» Extracted text
- - -
When I was a kid, parents and teachers alike decried kids’ reading comic books, asserting that they weren’t “real” books, that kids couldn’t learn from them, that they were “lazy reading,” and more.
My own parents didn’t give me any grief about the comic books I read—mainly Little Lulu, Nancy, Henry, and Donald Duck—because I was such a voracious reader of “real” books that they never had to worry. For economic reasons, they curtailed the number of comics they bought for me, but that was purely a fiscally based decision. It had nothing to do with the value—or alleged danger—of comic books.
When my daughter was young, there was still the same old cry about comics, but having read them myself as a child with no great harm befalling my reading skills, I was tolerant of her appreciation of the medium.
And I still stand foursquare on the side of this time-tested form of recreational reading.
Let me state upfront that I have no dog in this race. In fact, if anything, as a book author, I should be in the camp of those who scorn “mere” comic books as “not real reading.”
But I’m not.
I have never written a comic book, don’t own stock in a comic book company…no dog in this race at all. But I see no evil in a child’s devouring a comic book. In fact, I see good.
If a reluctant reader (as so many kids are) can be enticed into reading a comic book, well, hey, guess what…he/she is reading. And I say that’s a good thing. As he reads the comic books, he practices his reading skills. He learns to appreciate the written word…even if more of each page is given over to pictorial matter than to verbiage.
I am not familiar with the comic books of today. I don’t know what’s around. When I was a kid, there were three types: “funny” comics (like the ones I mentioned above), action/adventure comics (Superman and his ilk), and the so-called “Classic Comics,” which retold classic novels like the Three Musketeers in comic book form. (These were aimed at older kids, and sometimes kids who were assigned a classic novel for English class would try to skate by by reading the Classic Comics version.)
- - -
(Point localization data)

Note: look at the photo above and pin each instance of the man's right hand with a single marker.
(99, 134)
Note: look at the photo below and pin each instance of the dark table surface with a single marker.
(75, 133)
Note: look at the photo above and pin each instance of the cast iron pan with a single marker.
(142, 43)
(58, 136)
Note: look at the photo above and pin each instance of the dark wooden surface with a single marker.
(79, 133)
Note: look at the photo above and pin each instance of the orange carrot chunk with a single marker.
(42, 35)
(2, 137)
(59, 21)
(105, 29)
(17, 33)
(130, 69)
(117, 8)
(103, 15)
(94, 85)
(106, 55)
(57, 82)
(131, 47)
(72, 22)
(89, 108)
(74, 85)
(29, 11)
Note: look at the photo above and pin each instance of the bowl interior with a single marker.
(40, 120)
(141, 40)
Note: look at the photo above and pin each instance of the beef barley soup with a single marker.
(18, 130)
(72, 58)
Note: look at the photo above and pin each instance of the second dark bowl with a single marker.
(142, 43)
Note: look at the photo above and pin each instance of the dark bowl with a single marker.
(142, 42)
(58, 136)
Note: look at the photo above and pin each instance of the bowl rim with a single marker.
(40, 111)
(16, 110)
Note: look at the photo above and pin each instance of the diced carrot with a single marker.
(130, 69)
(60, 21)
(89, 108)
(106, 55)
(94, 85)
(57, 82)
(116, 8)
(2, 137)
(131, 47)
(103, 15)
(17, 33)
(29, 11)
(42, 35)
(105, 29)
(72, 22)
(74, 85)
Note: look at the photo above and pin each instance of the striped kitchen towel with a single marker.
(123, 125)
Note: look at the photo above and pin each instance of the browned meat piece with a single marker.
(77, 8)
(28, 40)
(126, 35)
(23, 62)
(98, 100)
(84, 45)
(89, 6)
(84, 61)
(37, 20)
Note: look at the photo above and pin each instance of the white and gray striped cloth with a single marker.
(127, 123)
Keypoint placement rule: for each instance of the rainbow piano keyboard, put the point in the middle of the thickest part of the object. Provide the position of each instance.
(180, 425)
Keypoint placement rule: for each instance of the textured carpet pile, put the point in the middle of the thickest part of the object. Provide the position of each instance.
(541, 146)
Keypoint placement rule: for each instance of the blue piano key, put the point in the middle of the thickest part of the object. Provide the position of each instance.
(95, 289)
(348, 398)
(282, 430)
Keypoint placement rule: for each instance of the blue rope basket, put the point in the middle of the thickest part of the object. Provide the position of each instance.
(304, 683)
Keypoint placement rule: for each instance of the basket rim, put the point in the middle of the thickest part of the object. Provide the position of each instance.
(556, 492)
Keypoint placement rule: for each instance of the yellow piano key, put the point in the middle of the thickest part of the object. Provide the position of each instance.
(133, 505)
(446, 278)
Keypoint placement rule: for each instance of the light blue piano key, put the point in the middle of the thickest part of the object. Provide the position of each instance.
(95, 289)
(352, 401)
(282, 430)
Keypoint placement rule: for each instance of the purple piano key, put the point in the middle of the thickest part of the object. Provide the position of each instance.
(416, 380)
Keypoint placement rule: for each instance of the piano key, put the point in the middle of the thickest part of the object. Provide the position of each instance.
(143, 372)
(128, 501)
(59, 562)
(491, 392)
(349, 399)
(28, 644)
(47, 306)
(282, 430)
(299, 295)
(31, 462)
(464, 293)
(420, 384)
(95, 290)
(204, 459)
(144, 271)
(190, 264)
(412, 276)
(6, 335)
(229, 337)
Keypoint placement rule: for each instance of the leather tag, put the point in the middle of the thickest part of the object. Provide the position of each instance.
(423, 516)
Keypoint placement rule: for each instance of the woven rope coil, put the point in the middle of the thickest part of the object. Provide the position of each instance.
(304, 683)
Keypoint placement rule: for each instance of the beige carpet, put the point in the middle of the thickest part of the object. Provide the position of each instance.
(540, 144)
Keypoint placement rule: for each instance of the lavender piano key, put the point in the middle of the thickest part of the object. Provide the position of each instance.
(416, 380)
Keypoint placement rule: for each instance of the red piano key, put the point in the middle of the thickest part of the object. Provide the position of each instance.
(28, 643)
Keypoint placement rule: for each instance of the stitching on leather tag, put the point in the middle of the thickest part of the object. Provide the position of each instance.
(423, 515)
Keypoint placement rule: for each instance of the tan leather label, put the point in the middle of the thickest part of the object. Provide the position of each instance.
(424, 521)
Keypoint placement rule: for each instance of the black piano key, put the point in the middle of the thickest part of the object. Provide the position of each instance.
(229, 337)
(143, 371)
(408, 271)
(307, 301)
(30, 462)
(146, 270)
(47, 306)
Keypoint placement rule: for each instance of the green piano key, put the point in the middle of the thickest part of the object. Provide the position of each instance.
- - -
» Task 1
Translate this sentence from the essay on children reading comic books into French: "But I see no evil in a child's devouring a comic book."
» Task 2
Write the next part of the essay on children reading comic books, picking up after its last sentence.
None of the point localization lines are needed for this work.

» Answer space 1
Mais je ne vois aucun mal à ce qu'un enfant dévore une bande dessinée.

» Answer space 2
I haven’t read a comic book in decades, but I still read the “funnies” in the newspaper. I love The Pajama Diaries, For Better or for Worse, Brewster Rockitt, Curtis, Zits, Baldo, and Baby Blues, to name some of my favorites. I don’t read them instead of the news. I read both. And if a child reads both comic books and “real” books, where’s the harm.
Even if a child reads almost exclusively comics, he may be one of those reluctant readers I referred to earlier, and isn’t it good that at least he’s reading something. When he becomes more proficient and comfortable at reading—through practicing on comic books—he may “graduate” to “real” books.
If he’s proficient at art, he may even grow up to become a comic book or comic strip artist, or if not a comics artist, then a comics writer—and that’s not too shabby a career. Some of the artists and writers of the more popular strips pull down a very decent dollar.
(Not everyone is cut out to be a rocket scientist or brain surgeon or lawyer or Silicon Valley entrepreneur.)
So let’s hear it for comic books. They’re fun, they’re relaxing, most of them are wholesome…but best of all they’re a stepping stone toward more serious reading.
And as the author of so many books (hey, maybe I do have a dog in this race after all), I say that’s a good thing!